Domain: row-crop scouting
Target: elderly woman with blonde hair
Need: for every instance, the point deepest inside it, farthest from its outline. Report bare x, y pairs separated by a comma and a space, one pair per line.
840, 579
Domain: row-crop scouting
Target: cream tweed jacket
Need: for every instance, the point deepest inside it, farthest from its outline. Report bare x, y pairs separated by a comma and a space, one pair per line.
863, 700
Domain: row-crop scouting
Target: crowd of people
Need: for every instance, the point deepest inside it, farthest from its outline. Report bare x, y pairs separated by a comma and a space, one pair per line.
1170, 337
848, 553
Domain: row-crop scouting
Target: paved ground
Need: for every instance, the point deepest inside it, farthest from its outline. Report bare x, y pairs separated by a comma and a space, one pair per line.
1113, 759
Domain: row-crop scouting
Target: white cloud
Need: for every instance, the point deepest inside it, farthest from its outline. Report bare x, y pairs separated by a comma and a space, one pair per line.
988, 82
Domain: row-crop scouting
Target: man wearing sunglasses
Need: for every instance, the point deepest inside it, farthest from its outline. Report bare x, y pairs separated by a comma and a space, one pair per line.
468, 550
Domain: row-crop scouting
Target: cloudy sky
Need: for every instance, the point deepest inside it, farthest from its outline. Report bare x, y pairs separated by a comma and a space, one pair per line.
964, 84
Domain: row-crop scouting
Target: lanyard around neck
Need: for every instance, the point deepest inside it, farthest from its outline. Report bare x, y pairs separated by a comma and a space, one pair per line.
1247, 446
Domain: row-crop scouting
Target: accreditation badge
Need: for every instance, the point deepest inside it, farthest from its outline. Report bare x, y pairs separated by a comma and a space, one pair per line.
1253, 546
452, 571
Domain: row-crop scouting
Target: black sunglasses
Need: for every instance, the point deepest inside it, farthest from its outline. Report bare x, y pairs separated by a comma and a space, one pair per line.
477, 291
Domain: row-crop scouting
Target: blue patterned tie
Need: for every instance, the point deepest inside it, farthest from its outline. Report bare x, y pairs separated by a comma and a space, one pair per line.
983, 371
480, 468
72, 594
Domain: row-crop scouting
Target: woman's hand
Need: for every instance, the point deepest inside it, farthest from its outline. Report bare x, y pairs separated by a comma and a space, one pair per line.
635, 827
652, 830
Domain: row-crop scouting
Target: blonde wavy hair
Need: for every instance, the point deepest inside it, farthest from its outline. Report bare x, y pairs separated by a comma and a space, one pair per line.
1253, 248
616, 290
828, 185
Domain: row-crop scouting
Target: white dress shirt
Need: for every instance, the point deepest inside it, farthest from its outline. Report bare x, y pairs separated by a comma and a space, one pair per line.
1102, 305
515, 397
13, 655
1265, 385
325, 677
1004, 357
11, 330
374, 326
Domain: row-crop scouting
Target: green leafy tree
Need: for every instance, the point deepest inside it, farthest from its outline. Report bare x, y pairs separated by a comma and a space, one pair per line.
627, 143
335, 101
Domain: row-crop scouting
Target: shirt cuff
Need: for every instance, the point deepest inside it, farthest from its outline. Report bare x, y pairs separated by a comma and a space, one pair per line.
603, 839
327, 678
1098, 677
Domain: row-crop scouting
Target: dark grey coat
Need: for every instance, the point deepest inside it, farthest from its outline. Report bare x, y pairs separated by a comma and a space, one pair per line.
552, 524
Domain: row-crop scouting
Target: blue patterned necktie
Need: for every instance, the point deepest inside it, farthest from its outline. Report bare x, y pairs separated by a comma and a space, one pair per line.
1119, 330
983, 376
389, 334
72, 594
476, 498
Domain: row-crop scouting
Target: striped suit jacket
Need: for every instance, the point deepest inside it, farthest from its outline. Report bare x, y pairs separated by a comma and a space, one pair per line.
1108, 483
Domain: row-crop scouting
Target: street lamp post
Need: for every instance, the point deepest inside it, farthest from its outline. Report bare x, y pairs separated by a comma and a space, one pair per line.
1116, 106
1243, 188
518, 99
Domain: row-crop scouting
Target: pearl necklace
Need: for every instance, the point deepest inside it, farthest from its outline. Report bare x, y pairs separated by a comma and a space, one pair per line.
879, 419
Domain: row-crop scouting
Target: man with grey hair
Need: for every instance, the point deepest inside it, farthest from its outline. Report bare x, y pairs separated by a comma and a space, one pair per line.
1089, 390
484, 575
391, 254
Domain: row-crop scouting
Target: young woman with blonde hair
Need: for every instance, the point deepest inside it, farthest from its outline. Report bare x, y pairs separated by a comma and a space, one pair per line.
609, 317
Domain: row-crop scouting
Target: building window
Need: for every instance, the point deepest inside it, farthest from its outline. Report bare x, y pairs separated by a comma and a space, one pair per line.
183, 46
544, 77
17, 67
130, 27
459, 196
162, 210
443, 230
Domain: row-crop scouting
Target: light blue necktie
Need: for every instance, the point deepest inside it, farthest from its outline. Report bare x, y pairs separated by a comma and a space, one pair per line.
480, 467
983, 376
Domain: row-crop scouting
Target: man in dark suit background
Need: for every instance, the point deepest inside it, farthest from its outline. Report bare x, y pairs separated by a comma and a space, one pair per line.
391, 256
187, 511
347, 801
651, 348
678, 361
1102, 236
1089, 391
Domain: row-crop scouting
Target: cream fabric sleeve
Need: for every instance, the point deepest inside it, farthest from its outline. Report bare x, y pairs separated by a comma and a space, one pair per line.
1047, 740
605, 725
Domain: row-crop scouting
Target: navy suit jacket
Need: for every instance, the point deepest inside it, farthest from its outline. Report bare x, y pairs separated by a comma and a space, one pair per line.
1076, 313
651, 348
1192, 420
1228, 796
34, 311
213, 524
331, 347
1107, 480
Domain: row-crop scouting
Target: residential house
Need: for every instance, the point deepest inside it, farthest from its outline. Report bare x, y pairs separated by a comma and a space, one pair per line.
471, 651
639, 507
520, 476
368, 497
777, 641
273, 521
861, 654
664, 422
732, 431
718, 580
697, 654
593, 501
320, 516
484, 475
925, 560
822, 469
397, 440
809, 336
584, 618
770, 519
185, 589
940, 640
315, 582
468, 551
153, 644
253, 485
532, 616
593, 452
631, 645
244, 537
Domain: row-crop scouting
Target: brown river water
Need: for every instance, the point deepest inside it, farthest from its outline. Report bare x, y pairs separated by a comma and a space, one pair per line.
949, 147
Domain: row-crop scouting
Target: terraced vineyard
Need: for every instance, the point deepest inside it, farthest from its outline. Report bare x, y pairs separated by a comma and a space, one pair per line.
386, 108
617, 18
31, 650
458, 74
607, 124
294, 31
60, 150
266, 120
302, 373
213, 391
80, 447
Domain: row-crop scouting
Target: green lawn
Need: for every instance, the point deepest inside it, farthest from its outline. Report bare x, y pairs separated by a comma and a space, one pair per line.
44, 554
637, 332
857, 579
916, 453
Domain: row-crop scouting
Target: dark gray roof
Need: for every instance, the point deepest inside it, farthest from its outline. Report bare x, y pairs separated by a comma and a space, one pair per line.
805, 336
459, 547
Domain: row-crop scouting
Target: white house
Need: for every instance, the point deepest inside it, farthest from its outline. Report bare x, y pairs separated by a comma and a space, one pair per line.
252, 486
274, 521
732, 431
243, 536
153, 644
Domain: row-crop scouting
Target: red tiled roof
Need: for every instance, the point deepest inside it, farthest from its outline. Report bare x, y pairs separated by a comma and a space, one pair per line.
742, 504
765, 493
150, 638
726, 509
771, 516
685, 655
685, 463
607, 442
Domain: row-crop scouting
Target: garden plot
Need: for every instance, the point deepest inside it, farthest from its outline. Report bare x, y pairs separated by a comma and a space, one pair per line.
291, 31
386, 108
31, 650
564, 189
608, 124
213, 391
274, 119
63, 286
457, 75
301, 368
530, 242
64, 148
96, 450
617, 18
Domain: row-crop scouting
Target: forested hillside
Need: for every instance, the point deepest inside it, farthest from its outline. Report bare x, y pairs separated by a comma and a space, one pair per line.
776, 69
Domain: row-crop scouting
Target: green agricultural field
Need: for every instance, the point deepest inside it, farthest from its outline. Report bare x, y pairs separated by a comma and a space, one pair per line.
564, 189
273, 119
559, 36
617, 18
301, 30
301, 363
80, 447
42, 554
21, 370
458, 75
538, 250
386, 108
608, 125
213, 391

•••••

Every line that contains the string "house" should be copied from the entries.

Target: residential house
Target: white house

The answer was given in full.